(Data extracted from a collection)
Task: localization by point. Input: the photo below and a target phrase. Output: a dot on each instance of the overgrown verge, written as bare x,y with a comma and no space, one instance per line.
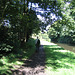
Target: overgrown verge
8,62
59,61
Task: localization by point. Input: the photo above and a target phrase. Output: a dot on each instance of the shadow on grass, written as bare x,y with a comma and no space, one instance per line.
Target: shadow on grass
57,57
16,58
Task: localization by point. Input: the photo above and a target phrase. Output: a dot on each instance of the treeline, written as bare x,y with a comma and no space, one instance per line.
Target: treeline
63,30
17,23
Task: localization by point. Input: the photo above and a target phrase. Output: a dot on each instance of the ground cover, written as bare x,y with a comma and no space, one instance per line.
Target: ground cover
59,61
14,60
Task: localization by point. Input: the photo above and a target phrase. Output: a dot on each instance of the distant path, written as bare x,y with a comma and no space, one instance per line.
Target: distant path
36,64
33,66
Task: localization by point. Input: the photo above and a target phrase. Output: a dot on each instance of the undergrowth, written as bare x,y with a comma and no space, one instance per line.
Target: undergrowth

Exercise details
Output the entries above exactly, without their pictures.

Exercise answer
Task: localization by point. Input: the photo below and a target phrase. Output: a dot on each instance of the overgrown verge, written as bare x,y with a comma and no space, one instance per line.
Target: overgrown verge
8,62
59,61
Task: localization by point. Input: the photo above and a target phrase. Output: a dot on each instance of the shadow on grass, written as bare x,y with a comma and no space, one instance per line.
Target: shadow on grass
57,57
16,58
Task: localization by point. Input: the photo above and a target phrase. Output: a dot on each instance of the treeline, written as bare x,y with a comma and no space, one instance per line.
Target: treeline
63,30
17,23
Task: localization by point. Input: the photo above and a target phrase. Output: a dot on each instance of the ground cover, written as bare x,y with a comma and no space, one instance per line.
Target: ground cover
59,61
14,60
Task: localization by point. Input: the photo above and a target phrase. Output: a dot on each instance of the distant path, written as bare x,y with a comma and no space, one instance per line.
Target: distant path
36,64
33,66
Task: localization by point. Input: the photo above and a target phrase. Output: a dot on each instance of the undergrowth, written as bare x,y with a comma and no space, one instance per line.
Target: undergrowth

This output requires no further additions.